- _What you need to do_:
Format the record lines below as a JSON list of strings, one string per line and no blank lines. Include everything from the line containing "Look at the photo above. For every instance of the white" down to the line containing "pixel 920 28", with both of those lines included.

(Items listed in a dataset)
-*-

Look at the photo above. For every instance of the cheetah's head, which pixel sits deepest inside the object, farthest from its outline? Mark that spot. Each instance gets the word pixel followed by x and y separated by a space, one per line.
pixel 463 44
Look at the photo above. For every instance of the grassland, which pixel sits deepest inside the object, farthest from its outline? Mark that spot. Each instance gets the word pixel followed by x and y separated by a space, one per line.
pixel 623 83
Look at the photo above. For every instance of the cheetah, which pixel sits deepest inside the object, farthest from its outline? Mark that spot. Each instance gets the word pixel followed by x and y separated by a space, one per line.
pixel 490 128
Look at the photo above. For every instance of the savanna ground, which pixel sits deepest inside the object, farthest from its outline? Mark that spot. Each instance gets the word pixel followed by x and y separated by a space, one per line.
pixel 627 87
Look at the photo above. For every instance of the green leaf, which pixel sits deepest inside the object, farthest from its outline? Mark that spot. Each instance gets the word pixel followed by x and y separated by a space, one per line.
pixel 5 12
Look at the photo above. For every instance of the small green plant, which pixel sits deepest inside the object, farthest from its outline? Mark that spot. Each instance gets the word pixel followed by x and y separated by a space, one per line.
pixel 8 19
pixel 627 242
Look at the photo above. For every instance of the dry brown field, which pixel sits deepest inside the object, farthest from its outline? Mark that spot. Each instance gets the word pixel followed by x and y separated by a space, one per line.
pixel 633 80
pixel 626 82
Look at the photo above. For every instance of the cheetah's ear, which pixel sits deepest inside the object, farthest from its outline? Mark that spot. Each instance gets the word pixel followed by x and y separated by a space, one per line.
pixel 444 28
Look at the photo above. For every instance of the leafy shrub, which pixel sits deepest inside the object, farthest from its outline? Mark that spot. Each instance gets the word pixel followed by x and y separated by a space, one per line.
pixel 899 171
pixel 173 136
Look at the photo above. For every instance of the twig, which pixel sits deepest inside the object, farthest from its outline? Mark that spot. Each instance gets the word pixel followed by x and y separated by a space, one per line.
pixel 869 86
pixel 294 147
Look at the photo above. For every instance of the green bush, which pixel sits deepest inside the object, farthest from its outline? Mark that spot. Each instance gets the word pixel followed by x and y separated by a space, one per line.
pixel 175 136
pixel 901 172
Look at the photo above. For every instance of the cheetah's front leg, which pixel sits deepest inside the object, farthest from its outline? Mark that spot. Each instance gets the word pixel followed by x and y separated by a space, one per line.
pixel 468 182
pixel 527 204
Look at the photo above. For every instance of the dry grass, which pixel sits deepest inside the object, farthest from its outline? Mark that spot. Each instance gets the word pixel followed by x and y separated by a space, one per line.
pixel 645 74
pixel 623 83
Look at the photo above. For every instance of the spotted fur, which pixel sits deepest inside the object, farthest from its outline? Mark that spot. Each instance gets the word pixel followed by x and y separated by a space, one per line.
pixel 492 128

-*-

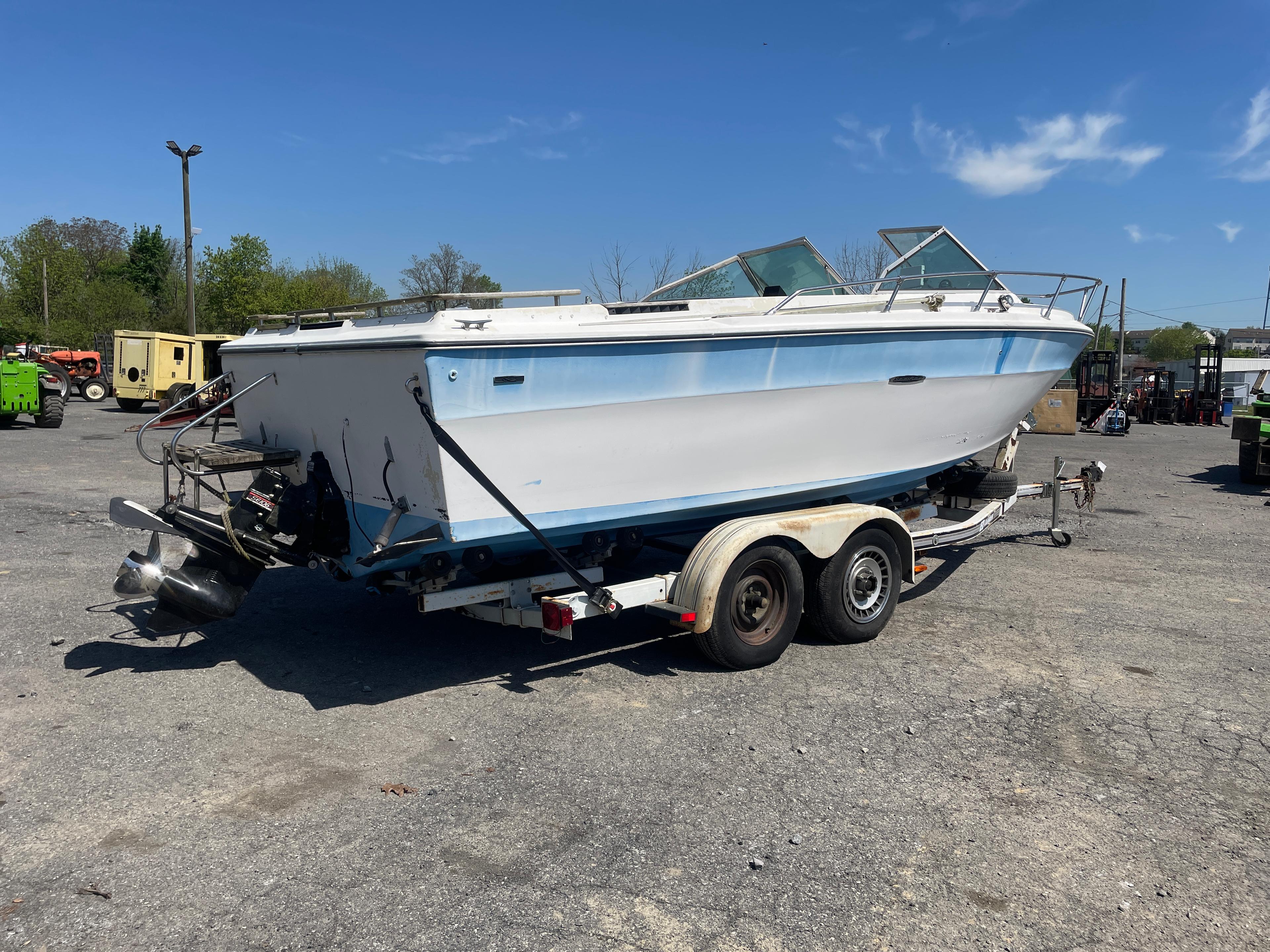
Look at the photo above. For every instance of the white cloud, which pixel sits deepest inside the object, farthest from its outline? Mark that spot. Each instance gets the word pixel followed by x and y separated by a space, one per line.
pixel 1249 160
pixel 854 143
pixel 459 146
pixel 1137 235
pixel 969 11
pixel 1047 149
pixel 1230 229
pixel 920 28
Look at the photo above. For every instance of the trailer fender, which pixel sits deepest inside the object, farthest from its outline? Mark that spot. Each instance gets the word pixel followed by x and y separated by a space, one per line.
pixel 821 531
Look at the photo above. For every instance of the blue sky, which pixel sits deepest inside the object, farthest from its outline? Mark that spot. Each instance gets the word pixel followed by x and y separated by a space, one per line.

-*-

- _Problem solution_:
[
  "Look at the photo above. For every instance of the white cloud, which pixel sits deepest inside the object, farthest from its outline? Mark that spot. Each instance gets the word pixel followed by x and y separated by a space, one per line.",
  "pixel 1249 160",
  "pixel 854 143",
  "pixel 459 146",
  "pixel 1137 235",
  "pixel 969 11",
  "pixel 1047 149",
  "pixel 1230 229",
  "pixel 920 28"
]